━━━━━ Source material ━━━━━

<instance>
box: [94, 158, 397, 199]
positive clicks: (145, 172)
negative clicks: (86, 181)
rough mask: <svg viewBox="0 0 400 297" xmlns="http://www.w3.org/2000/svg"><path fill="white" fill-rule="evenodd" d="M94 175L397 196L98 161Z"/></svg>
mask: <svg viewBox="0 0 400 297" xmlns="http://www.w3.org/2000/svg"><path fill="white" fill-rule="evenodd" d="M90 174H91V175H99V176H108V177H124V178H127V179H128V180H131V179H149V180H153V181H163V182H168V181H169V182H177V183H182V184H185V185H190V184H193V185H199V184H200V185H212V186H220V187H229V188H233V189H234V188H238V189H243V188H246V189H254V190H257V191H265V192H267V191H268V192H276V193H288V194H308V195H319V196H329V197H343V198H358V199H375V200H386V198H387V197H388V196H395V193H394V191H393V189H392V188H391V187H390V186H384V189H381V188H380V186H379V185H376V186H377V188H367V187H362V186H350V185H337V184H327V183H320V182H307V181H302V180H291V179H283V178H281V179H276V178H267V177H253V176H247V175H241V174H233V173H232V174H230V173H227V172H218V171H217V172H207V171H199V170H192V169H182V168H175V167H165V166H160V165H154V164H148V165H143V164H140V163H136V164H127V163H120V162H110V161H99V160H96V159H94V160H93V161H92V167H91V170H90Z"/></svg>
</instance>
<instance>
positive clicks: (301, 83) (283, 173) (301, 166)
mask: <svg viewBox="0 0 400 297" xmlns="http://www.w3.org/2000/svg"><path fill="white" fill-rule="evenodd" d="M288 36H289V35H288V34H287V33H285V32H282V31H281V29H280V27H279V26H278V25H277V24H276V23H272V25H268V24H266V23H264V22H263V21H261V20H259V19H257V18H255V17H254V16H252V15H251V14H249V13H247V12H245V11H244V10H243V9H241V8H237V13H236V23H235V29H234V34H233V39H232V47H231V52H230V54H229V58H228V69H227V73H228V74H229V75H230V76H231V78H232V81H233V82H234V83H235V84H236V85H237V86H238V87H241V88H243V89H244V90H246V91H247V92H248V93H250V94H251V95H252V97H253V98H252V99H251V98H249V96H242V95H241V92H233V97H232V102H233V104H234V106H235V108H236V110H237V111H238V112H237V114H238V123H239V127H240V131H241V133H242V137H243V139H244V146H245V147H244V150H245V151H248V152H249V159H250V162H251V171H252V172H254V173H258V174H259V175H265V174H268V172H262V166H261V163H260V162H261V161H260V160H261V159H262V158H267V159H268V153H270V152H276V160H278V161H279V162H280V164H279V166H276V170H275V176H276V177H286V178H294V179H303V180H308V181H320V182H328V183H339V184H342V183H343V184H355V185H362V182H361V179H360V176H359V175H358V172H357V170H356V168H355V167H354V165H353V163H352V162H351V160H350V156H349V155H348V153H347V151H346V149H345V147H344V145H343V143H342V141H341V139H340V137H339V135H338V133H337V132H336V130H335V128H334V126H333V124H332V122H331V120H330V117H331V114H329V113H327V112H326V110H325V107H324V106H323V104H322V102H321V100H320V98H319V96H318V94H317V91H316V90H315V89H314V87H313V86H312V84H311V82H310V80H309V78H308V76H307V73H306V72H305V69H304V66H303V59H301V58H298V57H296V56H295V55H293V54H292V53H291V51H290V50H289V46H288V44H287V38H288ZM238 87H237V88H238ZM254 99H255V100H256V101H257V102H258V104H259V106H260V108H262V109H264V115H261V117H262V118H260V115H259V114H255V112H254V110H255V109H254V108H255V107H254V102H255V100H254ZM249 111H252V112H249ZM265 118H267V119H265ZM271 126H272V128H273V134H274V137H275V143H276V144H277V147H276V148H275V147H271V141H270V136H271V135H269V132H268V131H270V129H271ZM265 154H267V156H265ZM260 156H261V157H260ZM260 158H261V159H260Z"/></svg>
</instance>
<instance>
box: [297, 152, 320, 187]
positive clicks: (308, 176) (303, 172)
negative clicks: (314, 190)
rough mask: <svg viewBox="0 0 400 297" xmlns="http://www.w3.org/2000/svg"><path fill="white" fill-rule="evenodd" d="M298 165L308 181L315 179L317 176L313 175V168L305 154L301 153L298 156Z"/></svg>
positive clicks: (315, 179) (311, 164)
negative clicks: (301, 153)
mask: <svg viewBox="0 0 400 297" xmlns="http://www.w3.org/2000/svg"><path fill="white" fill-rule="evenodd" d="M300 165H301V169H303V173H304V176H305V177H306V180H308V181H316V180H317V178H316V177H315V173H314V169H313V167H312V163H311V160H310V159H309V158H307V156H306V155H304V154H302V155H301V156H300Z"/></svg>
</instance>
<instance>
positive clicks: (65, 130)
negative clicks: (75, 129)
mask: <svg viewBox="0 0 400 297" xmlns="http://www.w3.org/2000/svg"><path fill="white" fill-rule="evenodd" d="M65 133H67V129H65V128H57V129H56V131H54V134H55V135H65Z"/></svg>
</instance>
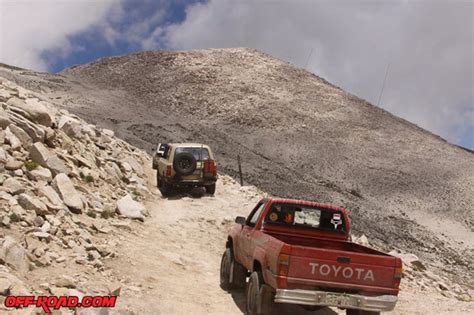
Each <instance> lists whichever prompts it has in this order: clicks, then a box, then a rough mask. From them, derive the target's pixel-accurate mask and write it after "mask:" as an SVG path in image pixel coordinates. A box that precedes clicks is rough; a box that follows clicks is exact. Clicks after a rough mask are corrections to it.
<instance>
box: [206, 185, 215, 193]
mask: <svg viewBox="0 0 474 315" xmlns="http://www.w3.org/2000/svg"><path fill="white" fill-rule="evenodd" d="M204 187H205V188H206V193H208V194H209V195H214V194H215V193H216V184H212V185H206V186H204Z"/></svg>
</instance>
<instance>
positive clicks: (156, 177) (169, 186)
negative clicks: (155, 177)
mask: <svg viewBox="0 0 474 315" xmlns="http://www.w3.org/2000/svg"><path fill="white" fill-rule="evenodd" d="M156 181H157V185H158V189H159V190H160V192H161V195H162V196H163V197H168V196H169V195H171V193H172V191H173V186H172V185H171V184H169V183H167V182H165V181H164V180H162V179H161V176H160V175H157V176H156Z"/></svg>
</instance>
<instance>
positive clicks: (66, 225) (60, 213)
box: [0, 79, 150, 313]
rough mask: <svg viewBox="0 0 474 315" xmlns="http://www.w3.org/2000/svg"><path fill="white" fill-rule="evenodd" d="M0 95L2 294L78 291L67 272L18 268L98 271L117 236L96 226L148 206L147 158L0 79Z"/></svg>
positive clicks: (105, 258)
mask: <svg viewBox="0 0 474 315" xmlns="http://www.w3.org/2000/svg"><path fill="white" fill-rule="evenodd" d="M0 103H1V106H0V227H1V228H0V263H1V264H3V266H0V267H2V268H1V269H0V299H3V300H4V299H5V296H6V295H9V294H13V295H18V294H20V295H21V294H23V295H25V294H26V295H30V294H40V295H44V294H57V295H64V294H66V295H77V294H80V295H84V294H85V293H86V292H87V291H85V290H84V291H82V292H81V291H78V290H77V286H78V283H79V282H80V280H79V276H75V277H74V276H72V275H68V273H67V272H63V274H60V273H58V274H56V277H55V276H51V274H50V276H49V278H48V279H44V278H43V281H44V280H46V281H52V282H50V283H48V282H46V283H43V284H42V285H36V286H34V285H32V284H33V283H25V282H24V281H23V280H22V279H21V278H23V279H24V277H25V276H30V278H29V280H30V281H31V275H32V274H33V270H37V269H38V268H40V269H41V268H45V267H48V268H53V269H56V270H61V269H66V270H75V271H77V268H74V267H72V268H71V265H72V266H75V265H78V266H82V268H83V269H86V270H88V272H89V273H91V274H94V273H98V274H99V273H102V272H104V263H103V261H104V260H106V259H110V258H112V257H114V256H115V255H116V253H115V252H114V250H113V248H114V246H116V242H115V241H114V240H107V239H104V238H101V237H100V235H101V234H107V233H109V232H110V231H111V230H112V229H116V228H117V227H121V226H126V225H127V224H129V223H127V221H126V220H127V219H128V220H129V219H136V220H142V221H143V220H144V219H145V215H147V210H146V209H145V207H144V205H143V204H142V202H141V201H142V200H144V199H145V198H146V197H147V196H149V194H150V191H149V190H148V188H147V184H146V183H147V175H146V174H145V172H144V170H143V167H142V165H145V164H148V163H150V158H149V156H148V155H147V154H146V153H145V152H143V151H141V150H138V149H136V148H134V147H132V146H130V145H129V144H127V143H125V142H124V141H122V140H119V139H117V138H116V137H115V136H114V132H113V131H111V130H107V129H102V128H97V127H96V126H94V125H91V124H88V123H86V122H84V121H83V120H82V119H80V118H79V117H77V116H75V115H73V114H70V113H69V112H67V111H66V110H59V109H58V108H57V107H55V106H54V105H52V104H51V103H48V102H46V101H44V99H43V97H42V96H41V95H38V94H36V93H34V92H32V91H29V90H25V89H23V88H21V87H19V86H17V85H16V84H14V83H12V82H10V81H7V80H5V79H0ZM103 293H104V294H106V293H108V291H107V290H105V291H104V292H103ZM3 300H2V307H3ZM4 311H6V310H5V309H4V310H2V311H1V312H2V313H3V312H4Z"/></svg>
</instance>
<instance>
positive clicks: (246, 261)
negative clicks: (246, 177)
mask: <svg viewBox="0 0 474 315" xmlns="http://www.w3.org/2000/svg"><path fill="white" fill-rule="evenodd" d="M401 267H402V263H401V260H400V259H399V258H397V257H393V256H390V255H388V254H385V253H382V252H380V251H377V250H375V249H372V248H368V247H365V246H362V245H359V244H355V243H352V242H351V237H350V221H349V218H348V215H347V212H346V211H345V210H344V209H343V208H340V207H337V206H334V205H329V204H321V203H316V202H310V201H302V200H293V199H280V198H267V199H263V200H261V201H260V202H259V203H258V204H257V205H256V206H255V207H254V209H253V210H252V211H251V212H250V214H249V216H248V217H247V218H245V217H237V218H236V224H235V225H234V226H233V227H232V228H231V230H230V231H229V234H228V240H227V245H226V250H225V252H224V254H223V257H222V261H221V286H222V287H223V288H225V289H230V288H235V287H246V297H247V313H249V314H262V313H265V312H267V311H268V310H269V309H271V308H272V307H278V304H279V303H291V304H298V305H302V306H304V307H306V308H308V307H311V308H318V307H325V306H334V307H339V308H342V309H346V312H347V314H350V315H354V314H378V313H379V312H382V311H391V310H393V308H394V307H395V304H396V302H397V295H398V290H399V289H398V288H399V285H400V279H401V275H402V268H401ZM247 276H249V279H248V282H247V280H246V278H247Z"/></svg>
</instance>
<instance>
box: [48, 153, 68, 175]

━━━━━

Required action. Starting with the first line of the records, repeat every line up to and including the one containing "negative clicks: (86, 181)", and nothing else.

Answer space.
<instance>
box: [94, 158, 397, 199]
positive clicks: (145, 172)
negative clicks: (86, 181)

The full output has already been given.